# A CENTRALLY CONTROLLED SHUFFLE NETWORK FOR RECONFIGURABLE AND FAULT-TOLERANT ARCHITECTURE 

Nripendra N. Biswas, S. Srinivas and Trishala Dharanendra, Department of Electrical Communication Engineering, Indian Institute of Science, Bangalore 560 012, INDIA


#### Abstract

The paper describes a multistage shuffle interconnection network which is controlled by a central monitor. A control code broadcast by the monitor to all the basic switching elements of the network simultaneously, makes the network dynamically reconfigurable. The control code plays three vital roles. Firstly, it establishes conflict-free paths between several source-destination pairs. Thus the problem of collision, a major obstacle of a self-routing network, is completely eliminated. Secondly, the direct paths are established in one clock period irrespective of the number of stages. This makes the system faster. Thirdly, the control code also acts as a grouping code for executing a table of arbitrary data exchange requests between nodes in minimum number of passes. It is also shown that the network can be made fault-tolerant by the addition of an extra stage. Any single fault and some multiple faults in the intermediate stages can be tolerated by this scheme. Moreover, the switching from the faulty state to the fault-free state can be done in a single clock period, thus enabling fast fault-tolerant reconfiguration.


## KEYWORDS

centrally controlled interconnection network, fault-tolerant architecture, interconnection networks, multiprocessor systems, reconfigurable architecture, routing techniques, shuffle network.

■ **WRITTEN PROBLEM 1**
Can you repeat every one of the records below, line for line and unchanged?
The records below are unrelated to the shuffle network page.

■ **DATASET**

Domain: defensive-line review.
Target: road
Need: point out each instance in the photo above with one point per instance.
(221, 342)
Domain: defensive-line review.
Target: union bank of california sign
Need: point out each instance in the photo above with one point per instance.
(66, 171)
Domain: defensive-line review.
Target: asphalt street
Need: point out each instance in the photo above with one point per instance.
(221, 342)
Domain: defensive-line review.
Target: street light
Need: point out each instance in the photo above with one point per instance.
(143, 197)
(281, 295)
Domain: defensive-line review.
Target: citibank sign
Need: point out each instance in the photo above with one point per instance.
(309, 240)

■ **WRITTEN PROBLEM 2**
Could you duplicate everything in the shuffle network page from "## KEYWORDS" down to "techniques, shuffle network.", word for word?

■ **FINISHED ANSWER 1**
Domain: defensive-line review.
Target: road
Need: point out each instance in the photo above with one point per instance.
(221, 342)
Domain: defensive-line review.
Target: union bank of california sign
Need: point out each instance in the photo above with one point per instance.
(66, 171)
Domain: defensive-line review.
Target: asphalt street
Need: point out each instance in the photo above with one point per instance.
(221, 342)
Domain: defensive-line review.
Target: street light
Need: point out each instance in the photo above with one point per instance.
(143, 197)
(281, 295)
Domain: defensive-line review.
Target: citibank sign
Need: point out each instance in the photo above with one point per instance.
(309, 240)

■ **FINISHED ANSWER 2**
## KEYWORDS

centrally controlled interconnection network, fault-tolerant architecture, interconnection networks, multiprocessor systems, reconfigurable architecture, routing techniques, shuffle network.